[Begin Listed records]

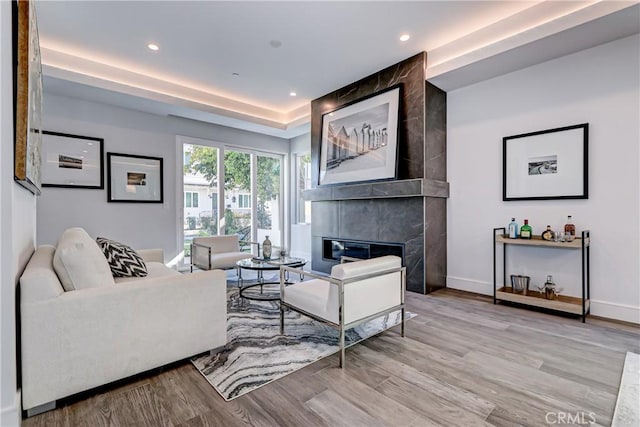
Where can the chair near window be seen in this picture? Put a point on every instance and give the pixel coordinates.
(219, 252)
(355, 292)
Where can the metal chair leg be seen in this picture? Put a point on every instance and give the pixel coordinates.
(342, 352)
(281, 319)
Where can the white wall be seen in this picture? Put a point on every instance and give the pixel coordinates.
(130, 132)
(599, 86)
(17, 232)
(300, 242)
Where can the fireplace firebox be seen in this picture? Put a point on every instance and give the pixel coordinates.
(333, 249)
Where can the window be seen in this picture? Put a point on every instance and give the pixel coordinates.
(191, 199)
(244, 201)
(303, 182)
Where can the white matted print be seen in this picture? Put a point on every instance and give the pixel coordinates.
(134, 178)
(71, 161)
(359, 141)
(549, 164)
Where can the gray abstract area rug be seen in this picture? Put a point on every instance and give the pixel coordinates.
(257, 354)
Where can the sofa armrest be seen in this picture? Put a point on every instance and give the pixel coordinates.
(200, 256)
(86, 338)
(151, 255)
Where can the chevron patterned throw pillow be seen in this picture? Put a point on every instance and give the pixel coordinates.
(123, 261)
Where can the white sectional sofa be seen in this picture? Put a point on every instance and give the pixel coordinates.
(75, 340)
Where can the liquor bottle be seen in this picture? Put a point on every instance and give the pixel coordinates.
(513, 229)
(569, 230)
(525, 230)
(266, 248)
(547, 234)
(549, 288)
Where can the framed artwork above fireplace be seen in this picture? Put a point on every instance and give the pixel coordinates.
(359, 140)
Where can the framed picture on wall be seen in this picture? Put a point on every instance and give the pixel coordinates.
(134, 179)
(359, 140)
(545, 165)
(72, 161)
(27, 96)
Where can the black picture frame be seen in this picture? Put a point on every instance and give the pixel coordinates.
(359, 140)
(134, 178)
(549, 164)
(72, 161)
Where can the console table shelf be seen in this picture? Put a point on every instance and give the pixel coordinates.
(567, 304)
(561, 303)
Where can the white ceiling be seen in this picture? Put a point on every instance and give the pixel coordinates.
(98, 49)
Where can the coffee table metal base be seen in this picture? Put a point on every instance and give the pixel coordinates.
(270, 296)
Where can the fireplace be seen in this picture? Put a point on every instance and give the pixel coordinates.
(333, 249)
(407, 215)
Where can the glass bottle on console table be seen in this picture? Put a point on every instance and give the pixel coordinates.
(569, 230)
(525, 230)
(266, 248)
(513, 229)
(547, 234)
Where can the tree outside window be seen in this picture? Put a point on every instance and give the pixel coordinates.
(191, 199)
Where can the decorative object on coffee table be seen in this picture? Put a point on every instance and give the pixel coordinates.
(266, 248)
(260, 265)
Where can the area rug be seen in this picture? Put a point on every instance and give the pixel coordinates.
(257, 354)
(627, 412)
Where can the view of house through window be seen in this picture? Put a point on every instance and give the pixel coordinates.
(303, 182)
(191, 199)
(248, 178)
(268, 189)
(200, 193)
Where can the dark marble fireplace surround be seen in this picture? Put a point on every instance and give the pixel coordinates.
(411, 210)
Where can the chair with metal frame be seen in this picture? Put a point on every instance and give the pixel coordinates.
(354, 293)
(219, 252)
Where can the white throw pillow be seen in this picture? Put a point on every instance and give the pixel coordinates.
(79, 262)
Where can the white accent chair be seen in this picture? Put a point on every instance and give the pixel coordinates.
(354, 293)
(218, 252)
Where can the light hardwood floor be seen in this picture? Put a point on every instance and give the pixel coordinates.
(464, 362)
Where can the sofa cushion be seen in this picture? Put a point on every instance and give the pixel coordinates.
(123, 261)
(79, 262)
(154, 271)
(228, 260)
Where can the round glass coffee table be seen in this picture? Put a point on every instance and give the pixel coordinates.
(260, 266)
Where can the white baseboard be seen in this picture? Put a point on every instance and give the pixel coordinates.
(470, 285)
(609, 310)
(11, 416)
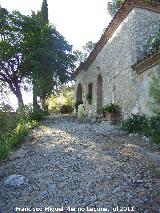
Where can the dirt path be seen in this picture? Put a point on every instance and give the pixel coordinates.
(67, 164)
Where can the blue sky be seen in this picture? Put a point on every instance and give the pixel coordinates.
(77, 20)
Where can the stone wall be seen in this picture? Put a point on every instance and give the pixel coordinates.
(122, 85)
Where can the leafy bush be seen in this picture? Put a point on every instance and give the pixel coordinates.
(14, 126)
(66, 109)
(37, 115)
(89, 99)
(135, 124)
(64, 97)
(143, 125)
(154, 132)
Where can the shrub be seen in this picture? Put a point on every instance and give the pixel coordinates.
(135, 124)
(154, 132)
(37, 115)
(143, 125)
(77, 104)
(66, 109)
(110, 108)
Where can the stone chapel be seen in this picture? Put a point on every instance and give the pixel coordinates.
(115, 71)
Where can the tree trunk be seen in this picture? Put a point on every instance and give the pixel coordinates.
(44, 103)
(19, 98)
(35, 103)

[End Listed records]

Task statement
Please copy all of the records above word for word, omitting the pictures.

Result
Where can the chair near window be seen in this picture? Put a point on every instance and give the pixel coordinates.
(219, 252)
(355, 292)
Where can the metal chair leg be seen in this picture? Put a point on every instance and give the pixel coordinates.
(342, 352)
(281, 319)
Where can the white wall be seen in this picture? Put a point on every instance and give the pixel coordinates.
(130, 132)
(599, 86)
(17, 232)
(300, 242)
Where can the fireplace firebox be seen in this picture? Put a point on every instance and give the pixel coordinates.
(333, 249)
Where can the window be seen in this picture? Put a point on every instance and give the pixel coordinates.
(191, 199)
(244, 201)
(303, 182)
Where can the white matted print be seen in this picture? Put a point on every instance and give the pixel coordinates.
(134, 178)
(71, 161)
(359, 141)
(549, 164)
Where can the gray abstract area rug be seen in this picture? Put a point on every instance and give the pixel coordinates.
(257, 354)
Where can the sofa armrest be seen in this picture? Put a point on every instance and give the pixel coordinates.
(200, 256)
(86, 338)
(151, 255)
Where can the chevron patterned throw pillow be seen in this picture? Put a point on every instance and give the pixel coordinates.
(123, 261)
Where can the white sectional sofa be seen in this picture? Put a point on every instance and give the pixel coordinates.
(75, 340)
Where can the liquor bottle be seen in this picture? Put a point on every instance and give the pixel coordinates.
(513, 229)
(569, 230)
(525, 230)
(266, 248)
(547, 234)
(549, 288)
Where can the framed artwork above fireplace be seen in this picture? Put a point on every instance and give the pixel coordinates.
(359, 140)
Where can the framed picture on wall be seen in this picture? Put a point on every instance and give the pixel coordinates.
(134, 179)
(359, 140)
(545, 165)
(72, 161)
(27, 96)
Where can the black picture frame be seen in this picture? Put a point on every instance and give the pixel coordinates.
(359, 140)
(134, 178)
(549, 164)
(72, 161)
Where can the console table shelf be seen in this picture? Put a point on every instance and give the pixel coordinates.
(567, 304)
(561, 303)
Where can the white ceiling be seen in this picture? Put a point on every instance and give the pixel coordinates.
(98, 49)
Where can the coffee table metal base be seen in this picture? Put a point on every instance and give the pixel coordinates.
(270, 296)
Where can the fireplace be seen in this picture? Put a point on every instance and give the pixel coordinates.
(333, 249)
(407, 215)
Where can the glass bottle on console table be seen in this picture? Put a point on every instance and give the pixel coordinates.
(569, 230)
(525, 230)
(266, 248)
(513, 229)
(547, 234)
Where can the tree outside window be seen in this picture? Put a point on every instance and give the pixel coordinates.
(191, 199)
Where can the decorative object on coffee table be seen in this picture? Put a point on every instance and give the pixel coordinates.
(266, 248)
(260, 265)
Where can the area rug be seen in this picture? Put a point on every instance and give the pixel coordinates.
(257, 354)
(627, 412)
Where can the view of house through window be seen in this picture? Put a point on every instance and give the pixel coordinates.
(303, 182)
(191, 199)
(248, 178)
(268, 189)
(200, 193)
Where can the dark marble fireplace surround be seen in this picture? Put a point on every instance and give the pixel coordinates.
(411, 210)
Where can the chair with metal frame be seen in this picture? Put a point on every instance and give the pixel coordinates.
(354, 293)
(219, 252)
Where can the white throw pillow be seen in this picture? Put a point on every instance and give the pixel coordinates.
(79, 262)
Where can the white accent chair be seen in this picture? Put a point on every instance and give the pixel coordinates.
(354, 293)
(218, 252)
Where can the light hardwood floor be seen in this picture? Put a point on every instance and give the pixel coordinates.
(464, 362)
Where can the sofa cushion be seen in this picture? Put a point on every instance and give the pixel coordinates.
(123, 261)
(79, 262)
(154, 271)
(228, 260)
Where can the round glass coffee table be seen in this picture? Put a point on every instance and give the pixel coordinates.
(260, 266)
Where can the white baseboard be seen in this picture? Put a point on every instance and give the pixel coordinates.
(470, 285)
(609, 310)
(11, 416)
Where can the dirt path be seen in this picture? Put a point on every instance and give the pixel coordinates.
(67, 164)
Where can the blue sky be seen in this picture? Put a point on every instance and give the pixel coordinates.
(77, 20)
Where can the stone wall be seen in this picture? Put a point on every instance and give the pixel coordinates.
(122, 85)
Where can the leafy bush be seen in this picture? Put a point on every instance and give the pixel coordinates.
(14, 126)
(66, 109)
(37, 115)
(89, 99)
(135, 124)
(64, 97)
(143, 125)
(154, 132)
Where can the shrub be seen in this picture? Put a point on every instance and give the pixel coordinates.
(135, 124)
(154, 132)
(37, 115)
(143, 125)
(77, 104)
(66, 109)
(110, 108)
Where can the stone chapel be seen in this picture? Put a point on every instance and give the pixel coordinates.
(115, 71)
Where can the tree trunk be seen in this picture? Put a point on every instance and give the pixel coordinates.
(44, 103)
(19, 98)
(35, 103)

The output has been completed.